| What this exercise asks |
1. From the article on Allied Feather + Down's localization, copy the text from "The decision to" up to and including "and now, Canada.".
2. Recast the paragraph of the article on Allied Feather + Down's localization that begins "While the strategy of localization" as a short bulleted list that keeps its main facts.

| Source passage |
======

Skip to main content

How Localization Helped Allied Feather + Down Weather the Pandemic

As countries shut down to battle the pandemic and retailers canceled orders, Allied Feather + Down continued with work on a new facility in Montreal.

The decision to move forward, though it posed its own unique difficulties, derived from the company’s larger focus on localization—in the past two years, it has added new production facilities in Vietnam, Myanmar, the Czech Republic and now, Canada.

“We found that by expanding into strategic regions, we could better serve our partners by offering materials from local supply chains with the service and quality needed by the largest brands,” Daniel Uretsky, president of the Los Angeles-based supplier of down and feather for apparel, bedding and other products, said in a statement. “This is a regional approach to a global supply chain that adds flexibility with an emphasis on localization.”

That flexibility, Uretsky added, was part of the reason Allied got back up to speed quickly after the Covid-triggered global shutdown. All in all, Allied’s partners did not see any supply disruption on its end, he said.

“Much like climate change’s impact on extreme weather events, we see the current pandemic as a potential beacon for things to come,” Uretsky continued. “Setting up our supply chain with diversity from our expansion positions us nicely to continue to supply all our partners with the sustainable insulation they need even in the event one or two regions have to cull entire flocks or countries get locked down as they have been recently.”

While the strategy of localization protected the manufacturer during the pandemic, it had long been part of Allied’s efforts to reduce its environmental footprint. “It’s no secret that down, as sustainable as it is, can be shipped around the globe for processing and production,” Uretsky said. “We wanted to look at how we could reduce these transit times as part of our overall carbon reduction initiative.”

======

| Records supplied |
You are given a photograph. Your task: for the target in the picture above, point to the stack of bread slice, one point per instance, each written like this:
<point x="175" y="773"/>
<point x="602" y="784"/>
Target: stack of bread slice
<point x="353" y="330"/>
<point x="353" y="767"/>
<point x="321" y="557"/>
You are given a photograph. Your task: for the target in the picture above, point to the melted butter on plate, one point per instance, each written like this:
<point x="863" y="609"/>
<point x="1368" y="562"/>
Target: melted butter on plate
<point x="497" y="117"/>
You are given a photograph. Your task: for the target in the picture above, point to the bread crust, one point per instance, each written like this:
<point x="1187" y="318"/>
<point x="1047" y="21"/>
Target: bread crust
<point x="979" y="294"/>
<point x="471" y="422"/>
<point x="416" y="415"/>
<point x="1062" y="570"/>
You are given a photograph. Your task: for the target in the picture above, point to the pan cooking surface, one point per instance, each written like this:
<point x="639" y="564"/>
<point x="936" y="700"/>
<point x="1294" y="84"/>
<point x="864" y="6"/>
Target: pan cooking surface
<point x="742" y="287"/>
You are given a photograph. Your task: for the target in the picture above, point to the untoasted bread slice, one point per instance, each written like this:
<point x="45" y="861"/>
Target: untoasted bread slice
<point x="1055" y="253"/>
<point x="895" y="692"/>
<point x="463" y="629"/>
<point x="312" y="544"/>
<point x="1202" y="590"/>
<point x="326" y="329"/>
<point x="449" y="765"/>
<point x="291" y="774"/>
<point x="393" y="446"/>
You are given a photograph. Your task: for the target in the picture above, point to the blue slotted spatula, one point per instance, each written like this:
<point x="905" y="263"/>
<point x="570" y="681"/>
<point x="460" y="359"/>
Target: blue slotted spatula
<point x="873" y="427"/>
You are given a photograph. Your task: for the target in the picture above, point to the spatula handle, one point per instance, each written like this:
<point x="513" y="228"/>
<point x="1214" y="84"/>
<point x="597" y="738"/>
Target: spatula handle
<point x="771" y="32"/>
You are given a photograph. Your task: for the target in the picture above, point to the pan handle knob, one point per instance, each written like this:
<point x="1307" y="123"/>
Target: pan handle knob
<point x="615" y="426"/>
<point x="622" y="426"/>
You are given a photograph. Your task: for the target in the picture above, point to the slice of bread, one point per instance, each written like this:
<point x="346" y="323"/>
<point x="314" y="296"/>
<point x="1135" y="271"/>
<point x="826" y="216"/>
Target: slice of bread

======

| Outputs for the tasks |
1.
The decision to move forward, though it posed its own unique difficulties, derived from the company’s larger focus on localization—in the past two years, it has added new production facilities in Vietnam, Myanmar, the Czech Republic and now, Canada.

2.
- Localization protected Allied during the pandemic, but it had long been part of the company's efforts to reduce its environmental footprint.
- Uretsky said down, though sustainable, can be shipped around the globe for processing and production.
- The company wanted to reduce these transit times as part of its overall carbon reduction initiative.